--- Begin PROVIDED DATA ---

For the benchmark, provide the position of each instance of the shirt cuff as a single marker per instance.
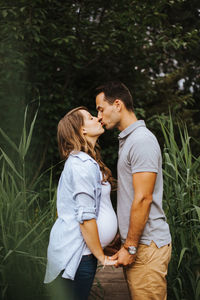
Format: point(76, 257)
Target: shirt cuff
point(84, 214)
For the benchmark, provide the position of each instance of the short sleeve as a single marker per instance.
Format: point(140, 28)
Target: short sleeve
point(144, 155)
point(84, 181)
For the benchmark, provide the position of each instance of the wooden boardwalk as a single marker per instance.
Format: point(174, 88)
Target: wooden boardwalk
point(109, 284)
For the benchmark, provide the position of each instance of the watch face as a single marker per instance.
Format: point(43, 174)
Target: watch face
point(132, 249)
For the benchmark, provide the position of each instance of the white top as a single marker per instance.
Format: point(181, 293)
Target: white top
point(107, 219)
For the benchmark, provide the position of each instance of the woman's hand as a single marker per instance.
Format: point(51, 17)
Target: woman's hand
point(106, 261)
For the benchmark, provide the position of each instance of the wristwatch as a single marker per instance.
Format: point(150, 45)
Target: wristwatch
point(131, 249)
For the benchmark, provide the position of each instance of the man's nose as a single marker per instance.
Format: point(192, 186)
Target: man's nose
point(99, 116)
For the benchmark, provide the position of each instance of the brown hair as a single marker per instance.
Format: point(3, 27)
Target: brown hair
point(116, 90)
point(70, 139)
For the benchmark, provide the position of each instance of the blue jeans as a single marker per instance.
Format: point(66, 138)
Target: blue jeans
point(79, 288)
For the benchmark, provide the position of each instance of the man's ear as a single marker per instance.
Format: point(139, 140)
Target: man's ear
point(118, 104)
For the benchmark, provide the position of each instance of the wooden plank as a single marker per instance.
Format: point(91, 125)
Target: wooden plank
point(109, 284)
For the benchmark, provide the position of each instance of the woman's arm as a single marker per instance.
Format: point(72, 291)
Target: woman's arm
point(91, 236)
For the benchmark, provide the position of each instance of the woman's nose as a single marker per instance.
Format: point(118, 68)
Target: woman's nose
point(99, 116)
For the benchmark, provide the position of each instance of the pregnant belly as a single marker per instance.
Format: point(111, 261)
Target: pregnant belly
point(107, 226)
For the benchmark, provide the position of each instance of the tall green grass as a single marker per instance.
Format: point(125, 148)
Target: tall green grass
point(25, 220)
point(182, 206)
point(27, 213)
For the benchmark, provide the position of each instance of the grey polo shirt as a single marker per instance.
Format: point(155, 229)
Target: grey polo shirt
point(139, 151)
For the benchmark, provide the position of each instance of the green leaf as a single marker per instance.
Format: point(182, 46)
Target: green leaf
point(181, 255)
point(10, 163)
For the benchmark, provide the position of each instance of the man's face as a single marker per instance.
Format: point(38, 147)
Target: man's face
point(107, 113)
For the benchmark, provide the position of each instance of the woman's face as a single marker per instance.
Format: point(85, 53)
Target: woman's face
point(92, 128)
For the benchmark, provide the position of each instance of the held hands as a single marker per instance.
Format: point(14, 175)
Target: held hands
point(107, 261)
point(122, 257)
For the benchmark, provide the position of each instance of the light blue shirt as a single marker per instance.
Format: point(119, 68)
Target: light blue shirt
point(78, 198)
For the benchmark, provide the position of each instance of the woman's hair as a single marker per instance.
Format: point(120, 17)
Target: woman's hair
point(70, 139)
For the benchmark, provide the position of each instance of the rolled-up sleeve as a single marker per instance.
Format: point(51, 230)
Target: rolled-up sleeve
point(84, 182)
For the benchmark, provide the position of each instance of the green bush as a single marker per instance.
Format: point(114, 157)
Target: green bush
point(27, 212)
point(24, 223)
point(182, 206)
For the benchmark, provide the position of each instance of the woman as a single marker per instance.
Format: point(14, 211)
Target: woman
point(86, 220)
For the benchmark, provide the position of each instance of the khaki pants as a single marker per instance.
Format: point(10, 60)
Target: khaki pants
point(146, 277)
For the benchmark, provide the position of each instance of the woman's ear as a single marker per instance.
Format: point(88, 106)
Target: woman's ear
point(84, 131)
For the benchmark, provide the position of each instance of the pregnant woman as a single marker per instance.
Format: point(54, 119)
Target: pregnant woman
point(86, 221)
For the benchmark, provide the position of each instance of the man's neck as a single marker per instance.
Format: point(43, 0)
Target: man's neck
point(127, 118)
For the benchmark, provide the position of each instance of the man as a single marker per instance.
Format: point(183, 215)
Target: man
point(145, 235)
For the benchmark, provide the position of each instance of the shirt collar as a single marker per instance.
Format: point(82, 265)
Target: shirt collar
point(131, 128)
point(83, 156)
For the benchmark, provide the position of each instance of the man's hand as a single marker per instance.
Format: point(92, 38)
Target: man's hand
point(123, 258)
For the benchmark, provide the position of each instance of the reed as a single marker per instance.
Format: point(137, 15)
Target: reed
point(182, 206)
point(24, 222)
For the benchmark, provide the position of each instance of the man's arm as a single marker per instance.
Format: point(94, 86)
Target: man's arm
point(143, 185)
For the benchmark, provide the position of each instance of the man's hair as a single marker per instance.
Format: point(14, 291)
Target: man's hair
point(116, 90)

--- End PROVIDED DATA ---

--- OBJECTIVE ---
Please return all of the lines above word for word, leaving out the pictures.

--- TASK RESPONSE ---
For the benchmark, provide the position of each instance of the shirt cuff as a single marker per instance.
Format: point(76, 257)
Target: shirt cuff
point(84, 214)
For the benchmark, provide the position of each instance of the short sleeve as a single marker per instance.
Format: point(140, 28)
Target: short sleeve
point(144, 155)
point(84, 181)
For the benchmark, provide the position of each instance of the wooden boardwalk as a single marker per instance.
Format: point(174, 88)
Target: wooden boardwalk
point(109, 284)
For the benchmark, provide the position of each instance of the watch face as a single marker per instance.
Format: point(43, 174)
Target: watch face
point(132, 249)
For the benchmark, provide the position of each instance of the white top as a single marker per instance.
Format: point(181, 293)
Target: white top
point(107, 219)
For the benchmark, provide the position of each instance of the woman's hand as a single marker per instance.
Format: point(51, 17)
Target: woman's hand
point(106, 261)
For the benchmark, provide the position of each instance of the wristwatch as a single marker per instance.
Format: point(150, 45)
Target: wristwatch
point(131, 249)
For the benchmark, provide the position of each instance of the man's nose as a single marker per instance.
Format: point(192, 186)
Target: man's nose
point(99, 116)
For the benchmark, provide the position of each instance of the brown hair as a single marker per instance.
Format: point(3, 27)
Target: brown hair
point(116, 90)
point(70, 139)
For the benchmark, provide the position of each instance of the blue jeans as a single marker per instance.
Format: point(66, 138)
Target: blue jeans
point(79, 288)
For the benchmark, provide the position of each instance of the man's ear as a single marker per instance.
Format: point(139, 140)
Target: man's ear
point(118, 104)
For the benchmark, provide the position of each instance of the wooden plank as a single marker per instance.
Format: point(91, 125)
Target: wooden plank
point(109, 284)
For the benchmark, provide the position of each instance of the woman's arm as a single marker per instance.
Format: point(72, 291)
Target: woman's arm
point(91, 236)
For the benchmark, provide the position of each instance of the woman's nose as a single marker per instance.
Format: point(118, 68)
Target: woman's nose
point(99, 116)
For the benchmark, provide the position of each instance of the pregnant belly as a single marker per instance.
Format: point(111, 261)
Target: pregnant belly
point(107, 226)
For the benchmark, provide the position of each instance of the tall green grass as a single marker per instance.
Format: point(125, 148)
Target: tall green grass
point(25, 220)
point(182, 206)
point(27, 213)
For the benchmark, provide the position of each instance of the grey polo shirt as a single marker per instance.
Format: point(155, 229)
Target: grey polo shirt
point(139, 151)
For the benchmark, provide the position of each instance of the green leaf as a single marker per instance.
Format: point(182, 46)
Target: green leaf
point(181, 255)
point(10, 163)
For the benchmark, provide the position of each instance of the man's face as a single marker per instance.
Format: point(38, 147)
Target: man's face
point(107, 113)
For the benchmark, provide the position of each instance of the woman's face as a single marker per instance.
Format: point(85, 53)
Target: woman's face
point(92, 128)
For the benchmark, provide the position of each instance of the held hands as a single marker per instance.
Format: point(14, 175)
Target: held hands
point(107, 261)
point(122, 257)
For the benchmark, provide the position of each instance of the light blue shirt as a single marker per instance.
Format: point(119, 68)
Target: light blue shirt
point(78, 198)
For the benchmark, provide the position of each instance of the woman's hair as a single marker per instance.
Format: point(120, 17)
Target: woman's hair
point(70, 139)
For the benchmark, provide the position of each instance of the rolled-up sleeve as a single marker per instance.
Format: point(51, 230)
Target: rolled-up sleeve
point(84, 182)
For the benchmark, provide the position of each instance of the green bush as a single marker per instance.
Format: point(114, 157)
Target: green bush
point(27, 212)
point(24, 223)
point(182, 206)
For the benchmark, provide the position of each instance of the woman as a single marker per instance.
Format: point(14, 211)
Target: woman
point(86, 220)
For the benchmark, provide the position of each instance of the khaki pants as a single marker per instance.
Format: point(10, 60)
Target: khaki pants
point(146, 277)
For the benchmark, provide the position of each instance of the woman's ear as a single marker per instance.
Format: point(88, 106)
Target: woman's ear
point(84, 131)
For the benchmark, provide the position of each instance of the pregnant woman as a single marker per instance.
Format: point(54, 119)
Target: pregnant woman
point(86, 221)
For the benchmark, provide the position of each instance of the man's neck as a single marker per instance.
Format: point(43, 0)
Target: man's neck
point(127, 118)
For the benchmark, provide the position of each instance of the man as a single marker per instance.
Format: point(183, 215)
Target: man
point(145, 235)
For the benchmark, provide the position of each instance of the shirt collar as a single marker per instance.
Format: point(82, 265)
Target: shirt collar
point(131, 128)
point(83, 156)
For the benchmark, provide the position of each instance of the man's hand as a single marker per instance.
Format: point(92, 38)
Target: man's hand
point(123, 258)
For the benchmark, provide the position of each instance of the reed as a single marker per instance.
Format: point(137, 15)
Target: reed
point(182, 206)
point(24, 222)
For the benchmark, provide the position of each instance of the man's arm as a single marker per instance.
Format: point(94, 86)
Target: man's arm
point(143, 185)
For the benchmark, provide the position of each instance of the man's hair as a single marker per instance.
Format: point(14, 291)
Target: man's hair
point(116, 90)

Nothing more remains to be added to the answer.